EXTRACT PROVIDED:
=-=-=-=-=

The Wesleyan Rev. William Gogerly presided the commission from 1843 onwards and implemented a comparatively progressive policy. Together with Governor Colin Campbell he introduced several new schemes. In 1843, the Central School Commission made provisions for vernacular education in elementary schools. In 1845, a Native Normal School for the training of teachers in vernacular education was established. Two years later, 30 vernacular schools were opened.18 As a consequence, government expenditure on education rose from £2,999 in the year 1841 to £11,4-15 in 1847 19 (i.e. from 0.8% to 2.2% of the total expenditure).20

In the course of the first serious coffee crisis in 1848 and the following financial depression, government expenditure on education was drastically reduced. Vernacular education suffered hardest. Although most government vernacular schools continued to exist, the introduction of fees and the closing down of the Native Normal School prevented further progress in vernacular education.21 The neglect of education policy continued when the depression had been overcome and the coffee mania of the 1850s had set in. Economic advance and the improvement of the infrastructure were the sole interest of the administration during that time. Without government guidance the policy of the Central School Commission changed almost every year during the 1850s -- laying emphasis on English education in one year and promoting vernacular instruction in the next.22 Education, therefore, remained largely the domain of the missionary bodies. The Christian supremacy in the field was underlined by the Central School Commission's policy to give grants exclusively to schools run by Christian institutions.23 No pansala or other non-Christian school had ever received a grant so far.

In the 1860s, the Roman Catholic community -- led by the Archbishop of Colombo Christopher Bonjean -- put up first resistance to the prevailing system. When the Tamil MLC Muttu Coomaraswamy (backed by the Burgher MLC Martenz) requested the creation of a special committee to investigate the matter, a Subcommittee of the Legislative Council was eventually appointed to conduct inquires about the state of education in Ceylon.24 In 1865, the Morgan Committee -- named after its president, Queen's Advocate Richard F. Morgan -- took up its work.

9.2 The Morgan Committee and the Department of Public Instruction

The Morgan Committee presented its final report in 1867. The implementation of its proposals not only placed the administration of education on a sound institutional footing but also led to a reversal of government educational policy on the island. Of the various changes advocated by the Committee only three major points shall be discussed here: the establishment of the Department of Public Instruction, the emphasis on vernacular education and the introduction of the so-called Denominational System based on a revised grant-in-aid system. Governor Hercules Robinson said in an address to the Legislative Council in 1870:

I have to announce to you the adoptions of a distinct policy the tendency of which will be to extend the operations of government in the direction of establishing village schools as yet unprovided with the means of instruction, but gradually to contract its operations in respect of English schools in the lawn districts where an effective system of grant-in-aid will enable the government to employ its funds to much greater advantage than in maintaining schools of its own.25

From 1869/70 onwards, the Committee's proposals were gradually realised. The Morgan Report expressed the opinion that the government had an obligation to spread (vernacular) education in the entire island. It has been said that the Committee's views had not so much been shaped by the needs of the population but "by the current trends in England and India which favoured some form of state responsibility for education."26 Accordingly, vernacular education gained new momentum with the implementation of the Report's proposals. The number of government vernacular schools increased from 64 in 1869 to 347 in 1881.27 The report also proposed the abolition of government English elementary schools on the assumption that superior (i.e. English) education was only required by a small minority of the population. Superior Central schools -- already existent in some of the population centres -- and Anglo-vernacular schools28 [28. In Anglo-vernacular schools English was not the medium of instruction, but merely a subject. The pupils learned English with explanations and instructions given in the vernacular.] should provide the necessary facilities for those who could afford an English education. All school fees for vernacular education were abolished, whereas superior English education was only available against the payment of substantial fees.29 Wickremeratne even holds that it was one of the main goals of the colonial government's educational policy after 1867 to retain the growing educational gap.30

The inefficiency of the Central School Commission was demonstrated by its last report of the year 1867. The report showed that since 1840 only 86 new schools had been established.31 The Morgan Committee decided to do away with the Commission and create the Department of Public Instruction. The Governor, the Executive Council and the School Commission suggested the additional creation of an advisory board -– consisting of representatives of all races and denominations -– to control and assist the Director of Public Instructions. But Morgan opposed this view, and, on his advice, the Legislative Council voted against the establishment of such a board.32 Consequently, the Director of Public Instruction was directly and solely responsible for the implementation of the government's educational policy.

=-=-=-=-=

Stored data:
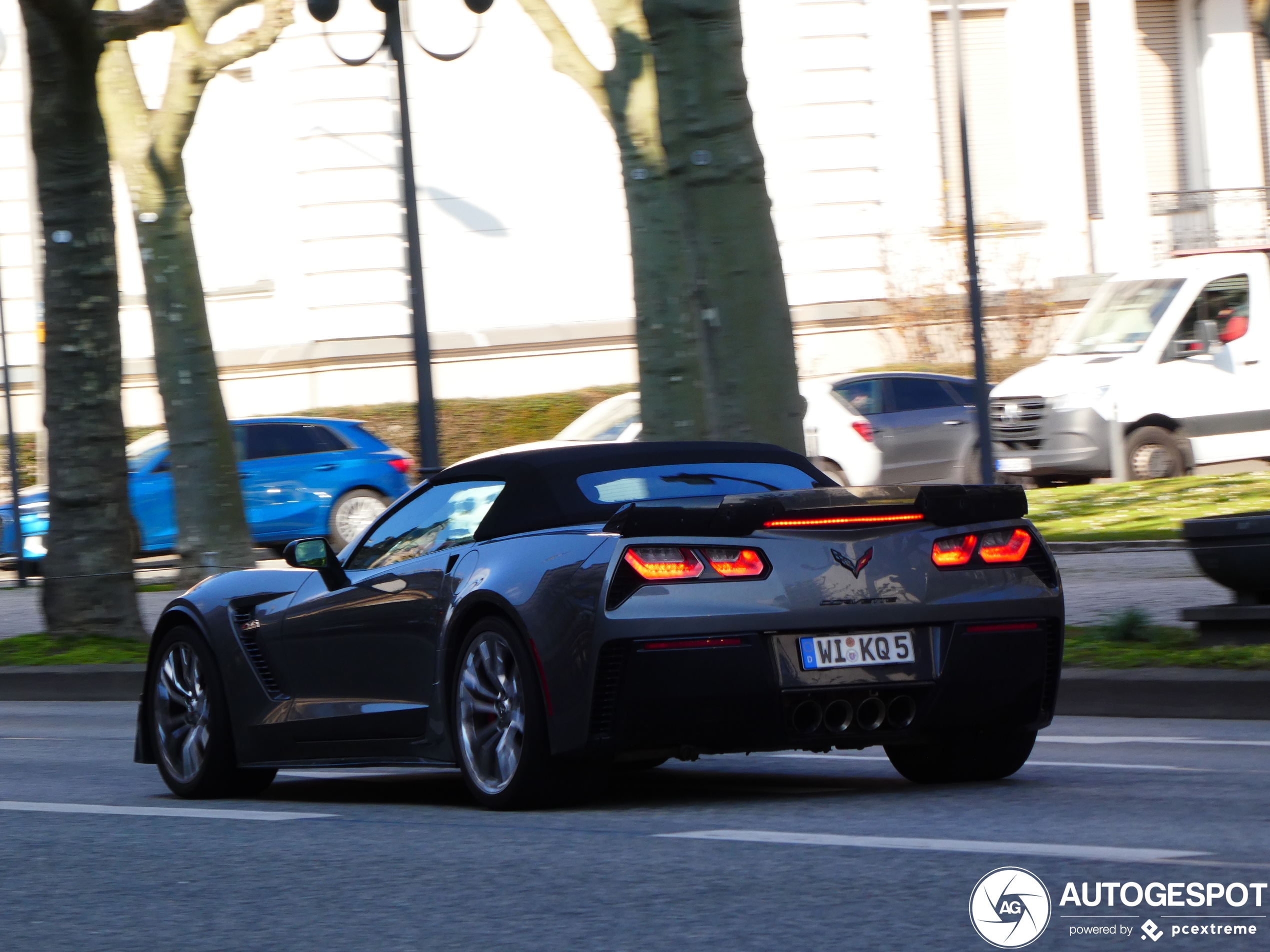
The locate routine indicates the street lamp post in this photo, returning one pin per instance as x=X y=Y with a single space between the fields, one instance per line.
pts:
x=323 y=10
x=987 y=470
x=13 y=438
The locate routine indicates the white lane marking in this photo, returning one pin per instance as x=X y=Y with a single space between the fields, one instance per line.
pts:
x=361 y=774
x=1075 y=739
x=1030 y=763
x=37 y=808
x=940 y=846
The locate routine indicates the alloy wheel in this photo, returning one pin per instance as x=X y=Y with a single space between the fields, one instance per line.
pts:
x=490 y=713
x=180 y=713
x=1152 y=461
x=354 y=514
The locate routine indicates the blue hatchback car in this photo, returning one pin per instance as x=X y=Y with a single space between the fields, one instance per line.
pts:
x=300 y=475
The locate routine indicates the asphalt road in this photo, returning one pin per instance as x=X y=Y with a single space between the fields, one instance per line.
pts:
x=403 y=860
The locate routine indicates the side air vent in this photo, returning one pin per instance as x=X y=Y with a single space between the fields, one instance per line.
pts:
x=1053 y=664
x=608 y=681
x=1043 y=565
x=246 y=625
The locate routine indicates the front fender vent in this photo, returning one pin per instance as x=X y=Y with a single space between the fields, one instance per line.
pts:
x=246 y=625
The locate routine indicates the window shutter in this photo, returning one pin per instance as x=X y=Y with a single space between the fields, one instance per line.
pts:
x=1160 y=79
x=988 y=114
x=1089 y=120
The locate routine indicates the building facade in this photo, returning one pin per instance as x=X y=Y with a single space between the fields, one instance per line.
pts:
x=1102 y=135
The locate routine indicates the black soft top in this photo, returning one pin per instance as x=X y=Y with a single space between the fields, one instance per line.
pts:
x=542 y=481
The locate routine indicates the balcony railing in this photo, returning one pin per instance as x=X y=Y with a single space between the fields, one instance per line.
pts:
x=1231 y=217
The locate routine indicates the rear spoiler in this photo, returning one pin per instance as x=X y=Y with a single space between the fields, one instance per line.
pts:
x=836 y=508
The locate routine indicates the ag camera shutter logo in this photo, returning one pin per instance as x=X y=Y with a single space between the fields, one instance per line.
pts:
x=1010 y=908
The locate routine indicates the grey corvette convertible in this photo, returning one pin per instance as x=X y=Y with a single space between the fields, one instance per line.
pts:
x=542 y=616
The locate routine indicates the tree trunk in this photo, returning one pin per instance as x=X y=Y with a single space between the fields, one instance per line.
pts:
x=716 y=172
x=212 y=527
x=672 y=390
x=88 y=583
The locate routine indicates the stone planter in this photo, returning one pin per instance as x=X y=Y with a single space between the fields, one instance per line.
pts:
x=1234 y=551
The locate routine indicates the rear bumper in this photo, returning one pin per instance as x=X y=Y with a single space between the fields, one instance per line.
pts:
x=748 y=697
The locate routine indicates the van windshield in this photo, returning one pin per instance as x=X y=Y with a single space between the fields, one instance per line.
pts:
x=1120 y=316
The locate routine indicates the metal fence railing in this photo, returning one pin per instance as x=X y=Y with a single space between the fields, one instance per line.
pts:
x=1231 y=217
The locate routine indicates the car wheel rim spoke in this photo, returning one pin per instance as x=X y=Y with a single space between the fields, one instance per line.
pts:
x=180 y=710
x=490 y=714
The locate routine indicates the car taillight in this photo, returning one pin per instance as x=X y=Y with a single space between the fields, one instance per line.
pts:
x=733 y=563
x=664 y=563
x=1005 y=546
x=954 y=550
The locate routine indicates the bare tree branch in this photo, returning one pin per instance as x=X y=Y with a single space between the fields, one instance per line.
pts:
x=218 y=56
x=567 y=57
x=156 y=15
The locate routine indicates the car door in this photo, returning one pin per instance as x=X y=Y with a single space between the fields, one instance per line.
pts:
x=922 y=431
x=277 y=478
x=362 y=657
x=154 y=508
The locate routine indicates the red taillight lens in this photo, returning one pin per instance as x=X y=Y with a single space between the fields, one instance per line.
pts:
x=1005 y=546
x=664 y=563
x=734 y=563
x=954 y=550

=-=-=-=-=

STATED TASK A: List every person named in the extract on education policy in Ceylon.
STATED TASK B: For each statement, say whether the extract on education policy in Ceylon supports it, and quote the words that decide it: (i) All fees for vernacular education were abolished. (ii) A pansala school had received a grant before the Morgan Committee began its work. (iii) The Legislative Council approved an advisory board to assist the Director of Public Instruction.
STATED TASK C: Carry on the extract on education policy in Ceylon from the point where it stops.

EXPECTED ANSWER A: William Gogerly, Colin Campbell, Christopher Bonjean, Muttu Coomaraswamy, Martenz, Richard F. Morgan, Hercules Robinson, Wickremeratne

EXPECTED ANSWER B:
(i) Yes: "All school fees for vernacular education were abolished."
(ii) No: "No pansala or other non-Christian school had ever received a grant so far."
(iii) No: "on his advice, the Legislative Council voted against the establishment of such a board."

EXPECTED ANSWER C:
After 1867 the management of many government English schools was handed over to the missionary societies. Other schools were simply closed when missionary English schools existed in the vicinity. The government followed this policy without consideration of the religious feelings of the population.33 The measures of the Morgan Report provided no conscience clause that could exempt Buddhist or Tamil pupils from the compulsory attendance of religious instruction. Due to the government's gradual retreat from English education and the promotion of missionary English schools, everybody with a desire to learn English was exposed to the proselytising ambitions of the missionaries.
Sumathipala quotes Ponnambalam Ramanathan who in 1884 presented a memorial of several Jaffna Hindus to the Legislative Council, in which the petitioners complained about the religious intolerance in the missionary schools:

[C]hildren who are obliged to go to these missionary schools are forced by the missionaries, under pain of fines and expulsion, to read the Bible whether they liked it or not [ ... ] Hindu boys who, for want of their own English schools, resort to the missionary schools, have learnt to make mental reservations and are getting skilled in the art of dodging. The holy ashes put on at home during worship are carefully rubbed off as they approach the Christian school and they affect the methods of Christian boys while at school. [ ... ] There is a great deal too much of hypocrisy in Jaffna in the matter of religion, owing the fact that the love of the missionaries for proselytes is as boundless as the love of the Jaffnese to obtain some knowledge of English at any cost. […] If there is no conscience clause in the grant-in-aid code, I think the sooner a clause of that kind is introduced the better it will be for religious freedom in Ceylon.34

While religious instruction was not a subject in government schools anymore, the private grant-receiving schools were free to teach the subject. Almost all of the grant-aided schools were under Christian management and, thus, held compulsory religious instruction lessons (mostly held in the first school hour). Throughout the nineteenth century, the pupils were compelled to attend these lessons. No conscience clause existed.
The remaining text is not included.